**EXERCISE DESCRIPTION**
Faithfully repeat all of the records, as they are written below.

[RECORD EXTRACTS — start]

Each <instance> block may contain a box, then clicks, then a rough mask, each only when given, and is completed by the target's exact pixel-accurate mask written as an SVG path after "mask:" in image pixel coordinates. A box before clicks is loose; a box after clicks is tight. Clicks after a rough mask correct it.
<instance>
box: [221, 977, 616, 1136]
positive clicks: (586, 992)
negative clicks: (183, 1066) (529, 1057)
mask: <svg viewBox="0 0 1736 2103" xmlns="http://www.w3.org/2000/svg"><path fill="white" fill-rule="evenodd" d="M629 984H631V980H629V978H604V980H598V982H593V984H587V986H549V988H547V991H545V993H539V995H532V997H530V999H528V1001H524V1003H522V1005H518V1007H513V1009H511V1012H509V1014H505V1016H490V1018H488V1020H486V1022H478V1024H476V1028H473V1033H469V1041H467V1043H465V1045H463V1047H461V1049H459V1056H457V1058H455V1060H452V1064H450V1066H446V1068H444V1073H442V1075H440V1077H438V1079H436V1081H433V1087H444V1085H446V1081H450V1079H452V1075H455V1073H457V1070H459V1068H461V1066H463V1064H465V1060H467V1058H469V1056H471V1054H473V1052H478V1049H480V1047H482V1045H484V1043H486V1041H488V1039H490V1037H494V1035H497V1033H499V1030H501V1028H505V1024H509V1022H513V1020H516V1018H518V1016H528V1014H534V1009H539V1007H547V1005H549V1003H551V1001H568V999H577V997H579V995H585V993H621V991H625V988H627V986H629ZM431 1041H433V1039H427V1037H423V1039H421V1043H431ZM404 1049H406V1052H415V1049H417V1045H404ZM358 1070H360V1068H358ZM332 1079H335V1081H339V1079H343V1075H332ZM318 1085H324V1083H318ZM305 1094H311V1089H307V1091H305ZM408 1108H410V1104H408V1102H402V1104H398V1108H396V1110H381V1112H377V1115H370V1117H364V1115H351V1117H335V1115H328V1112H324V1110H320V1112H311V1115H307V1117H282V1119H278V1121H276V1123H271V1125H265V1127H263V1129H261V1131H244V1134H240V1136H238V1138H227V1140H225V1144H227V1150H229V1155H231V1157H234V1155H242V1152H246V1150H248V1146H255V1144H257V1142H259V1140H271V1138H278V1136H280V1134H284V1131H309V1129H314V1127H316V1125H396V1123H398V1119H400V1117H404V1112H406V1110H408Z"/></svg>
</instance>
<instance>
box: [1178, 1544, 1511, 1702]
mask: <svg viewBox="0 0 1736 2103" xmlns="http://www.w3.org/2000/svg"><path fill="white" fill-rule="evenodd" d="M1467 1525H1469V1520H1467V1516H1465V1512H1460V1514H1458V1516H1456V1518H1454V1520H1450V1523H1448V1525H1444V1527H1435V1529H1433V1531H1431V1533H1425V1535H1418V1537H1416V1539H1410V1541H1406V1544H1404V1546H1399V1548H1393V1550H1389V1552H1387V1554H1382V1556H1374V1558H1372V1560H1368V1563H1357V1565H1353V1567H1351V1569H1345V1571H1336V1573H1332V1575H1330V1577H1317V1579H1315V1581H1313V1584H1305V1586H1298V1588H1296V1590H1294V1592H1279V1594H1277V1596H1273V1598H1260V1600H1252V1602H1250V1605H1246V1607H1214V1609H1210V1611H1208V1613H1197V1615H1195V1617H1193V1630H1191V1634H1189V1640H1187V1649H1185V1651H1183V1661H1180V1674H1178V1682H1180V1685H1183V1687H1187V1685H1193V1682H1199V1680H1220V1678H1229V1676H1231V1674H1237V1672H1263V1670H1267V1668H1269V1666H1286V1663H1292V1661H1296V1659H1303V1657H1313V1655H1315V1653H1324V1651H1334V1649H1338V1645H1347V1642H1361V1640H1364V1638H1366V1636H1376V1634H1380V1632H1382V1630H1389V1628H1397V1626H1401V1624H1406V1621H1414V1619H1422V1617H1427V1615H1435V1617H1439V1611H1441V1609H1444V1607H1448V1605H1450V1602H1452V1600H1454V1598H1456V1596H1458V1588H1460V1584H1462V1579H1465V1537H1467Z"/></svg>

[RECORD EXTRACTS — finish]

**EXERCISE RESULT**
Each <instance> block may contain a box, then clicks, then a rough mask, each only when given, and is completed by the target's exact pixel-accurate mask written as an SVG path after "mask:" in image pixel coordinates. A box before clicks is loose; a box after clicks is tight. Clicks after a rough mask correct it.
<instance>
box: [221, 977, 616, 1136]
positive clicks: (586, 992)
negative clicks: (183, 1066) (529, 1057)
mask: <svg viewBox="0 0 1736 2103" xmlns="http://www.w3.org/2000/svg"><path fill="white" fill-rule="evenodd" d="M629 984H631V980H629V978H604V980H598V982H593V984H587V986H549V988H547V991H545V993H539V995H532V997H530V999H528V1001H524V1003H522V1005H518V1007H513V1009H511V1012H509V1014H505V1016H490V1018H488V1020H486V1022H478V1024H476V1028H473V1033H469V1041H467V1043H465V1045H463V1047H461V1049H459V1056H457V1058H455V1060H452V1064H450V1066H446V1068H444V1073H442V1075H440V1077H438V1079H436V1081H433V1087H444V1085H446V1081H450V1079H452V1075H455V1073H457V1070H459V1068H461V1066H463V1064H465V1060H467V1058H469V1056H471V1054H473V1052H478V1049H480V1047H482V1045H484V1043H486V1041H488V1039H490V1037H494V1035H497V1033H499V1030H501V1028H505V1024H509V1022H513V1020H516V1018H518V1016H528V1014H534V1009H539V1007H547V1005H549V1003H551V1001H568V999H577V997H579V995H585V993H621V991H625V988H627V986H629ZM431 1041H433V1039H427V1037H423V1039H421V1043H431ZM404 1049H406V1052H415V1049H417V1045H404ZM358 1070H360V1068H358ZM332 1079H335V1081H339V1079H343V1075H332ZM318 1085H324V1083H318ZM305 1094H311V1089H307V1091H305ZM408 1108H410V1104H408V1102H402V1104H398V1108H396V1110H381V1112H377V1115H370V1117H364V1115H351V1117H335V1115H328V1112H324V1110H320V1112H311V1115H307V1117H282V1119H278V1121H276V1123H271V1125H265V1127H263V1129H261V1131H244V1134H240V1136H238V1138H227V1140H225V1144H227V1150H229V1155H231V1157H234V1155H242V1152H246V1150H248V1146H255V1144H257V1142H259V1140H271V1138H278V1136H280V1134H284V1131H309V1129H314V1127H316V1125H396V1123H398V1119H400V1117H404V1112H406V1110H408Z"/></svg>
</instance>
<instance>
box: [1178, 1544, 1511, 1702]
mask: <svg viewBox="0 0 1736 2103" xmlns="http://www.w3.org/2000/svg"><path fill="white" fill-rule="evenodd" d="M1467 1525H1469V1520H1467V1516H1465V1512H1460V1514H1458V1516H1456V1518H1454V1520H1450V1523H1448V1525H1444V1527H1435V1529H1433V1531H1431V1533H1425V1535H1418V1537H1416V1539H1410V1541H1406V1544H1404V1546H1399V1548H1393V1550H1389V1552H1387V1554H1382V1556H1374V1558H1372V1560H1368V1563H1357V1565H1353V1567H1351V1569H1345V1571H1336V1573H1332V1575H1330V1577H1317V1579H1315V1581H1313V1584H1305V1586H1298V1588H1296V1590H1294V1592H1279V1594H1277V1596H1273V1598H1260V1600H1252V1602H1250V1605H1246V1607H1214V1609H1210V1611H1208V1613H1197V1615H1195V1617H1193V1630H1191V1634H1189V1640H1187V1649H1185V1651H1183V1661H1180V1674H1178V1682H1180V1685H1183V1687H1187V1685H1193V1682H1199V1680H1220V1678H1229V1676H1231V1674H1237V1672H1263V1670H1267V1668H1269V1666H1286V1663H1292V1661H1296V1659H1303V1657H1313V1655H1315V1653H1324V1651H1334V1649H1338V1645H1347V1642H1361V1640H1364V1638H1366V1636H1376V1634H1380V1632H1382V1630H1389V1628H1397V1626H1401V1624H1406V1621H1414V1619H1422V1617H1427V1615H1435V1617H1439V1611H1441V1609H1444V1607H1448V1605H1450V1602H1452V1600H1454V1598H1456V1596H1458V1588H1460V1584H1462V1579H1465V1537H1467Z"/></svg>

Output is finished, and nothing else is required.